What is expected |
What you return must match the entries word for word, minus the pictures.

Natural-language object grounding data:
· · ·
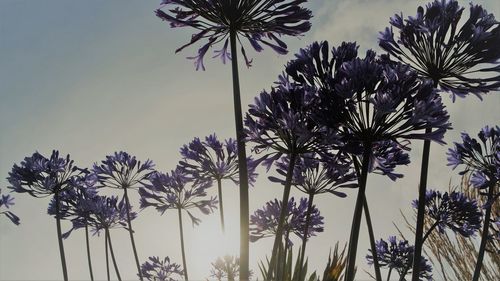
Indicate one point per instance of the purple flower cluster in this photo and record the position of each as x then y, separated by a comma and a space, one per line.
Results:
264, 222
212, 159
455, 211
481, 158
40, 176
6, 201
259, 21
175, 191
161, 270
460, 58
398, 255
122, 170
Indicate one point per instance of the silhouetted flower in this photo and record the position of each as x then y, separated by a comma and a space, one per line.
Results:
455, 211
255, 20
5, 202
314, 174
211, 160
40, 176
482, 159
172, 191
122, 170
398, 255
161, 270
454, 55
264, 222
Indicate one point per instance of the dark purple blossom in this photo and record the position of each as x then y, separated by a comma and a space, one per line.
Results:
122, 170
6, 201
212, 160
398, 255
481, 158
176, 191
455, 211
314, 174
40, 176
264, 222
461, 56
161, 270
261, 22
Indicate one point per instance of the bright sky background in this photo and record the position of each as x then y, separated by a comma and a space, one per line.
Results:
93, 77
· · ·
Answer section |
Indicate one point per instance of the purple flower cluster in this photo and record the position of each as x then y, separated by a comma and a space, one per line.
Results:
264, 222
212, 159
455, 211
481, 158
40, 176
6, 201
259, 21
175, 191
161, 270
460, 58
398, 255
122, 170
Indicate one point per instance of the silhouetted flower in this photo and record the position of each as x then y, separated by a comma and a space, one per line.
Results:
455, 211
255, 20
5, 202
314, 174
211, 160
40, 176
482, 159
172, 191
122, 170
398, 255
161, 270
454, 55
264, 222
Indicate one point per instance of the dark purple blossom in this photo and record the position of each as x then y, separated by a comma and a space, one per line.
Results:
122, 170
6, 201
212, 160
398, 255
481, 158
176, 191
455, 211
314, 174
40, 176
264, 222
461, 56
161, 270
261, 22
Indicate one point per instance of the bright sky background in this photo and record the position of each as x then y, separated by a comma and a space, one per line.
Results:
93, 77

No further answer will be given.